## Problem details:
Exactly the lines from the one containing "Run detection on thin" to the final line below should be output, and no others.

## Provided records:
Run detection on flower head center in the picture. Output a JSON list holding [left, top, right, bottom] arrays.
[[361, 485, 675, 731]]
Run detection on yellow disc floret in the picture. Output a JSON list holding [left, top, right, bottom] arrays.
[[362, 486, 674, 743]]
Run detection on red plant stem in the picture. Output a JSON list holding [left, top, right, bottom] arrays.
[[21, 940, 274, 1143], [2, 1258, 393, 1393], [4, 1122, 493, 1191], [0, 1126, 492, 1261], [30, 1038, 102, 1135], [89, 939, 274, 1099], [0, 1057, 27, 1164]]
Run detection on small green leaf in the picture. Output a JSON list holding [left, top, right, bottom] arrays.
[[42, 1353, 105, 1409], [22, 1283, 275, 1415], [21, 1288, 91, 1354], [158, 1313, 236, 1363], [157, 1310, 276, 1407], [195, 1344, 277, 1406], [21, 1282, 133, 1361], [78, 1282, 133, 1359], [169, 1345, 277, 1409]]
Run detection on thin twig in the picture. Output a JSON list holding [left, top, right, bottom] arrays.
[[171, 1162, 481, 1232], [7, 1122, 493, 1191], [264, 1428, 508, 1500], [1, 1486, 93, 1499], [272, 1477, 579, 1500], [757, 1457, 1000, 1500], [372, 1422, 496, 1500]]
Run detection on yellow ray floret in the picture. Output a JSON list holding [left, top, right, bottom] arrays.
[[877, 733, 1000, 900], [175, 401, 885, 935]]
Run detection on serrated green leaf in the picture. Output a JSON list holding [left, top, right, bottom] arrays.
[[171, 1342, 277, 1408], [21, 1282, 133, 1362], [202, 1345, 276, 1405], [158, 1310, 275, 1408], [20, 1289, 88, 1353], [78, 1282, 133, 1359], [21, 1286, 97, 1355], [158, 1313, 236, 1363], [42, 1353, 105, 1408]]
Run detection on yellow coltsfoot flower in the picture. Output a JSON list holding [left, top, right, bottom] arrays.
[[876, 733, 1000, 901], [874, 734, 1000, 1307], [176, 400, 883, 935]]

## Answer section:
Run detection on thin twig in the picture. Output a JSON list holding [left, top, right, bottom] arrays.
[[171, 1162, 481, 1232], [7, 1122, 493, 1191], [264, 1428, 508, 1500], [1, 1486, 93, 1499], [272, 1477, 579, 1500], [757, 1457, 1000, 1500], [372, 1422, 496, 1500]]
Run detection on yellow ray floret in the picture. Output a JSON list holding [left, top, right, bottom] arrays.
[[877, 733, 1000, 900], [175, 401, 885, 935]]
Run detection on serrated green leaf in the picture. Output a JSON list holding [left, top, right, bottom] arrays.
[[171, 1342, 277, 1408], [21, 1282, 133, 1362], [202, 1345, 276, 1405], [158, 1310, 275, 1408], [20, 1289, 88, 1353], [78, 1282, 133, 1359], [21, 1286, 97, 1355], [158, 1313, 236, 1363], [42, 1353, 105, 1408]]
Run detection on yellow coltsfoot flower in the picture. Output a JSON list holding [left, top, right, bottom] arrays.
[[876, 733, 1000, 901], [874, 734, 1000, 1307], [176, 400, 883, 935]]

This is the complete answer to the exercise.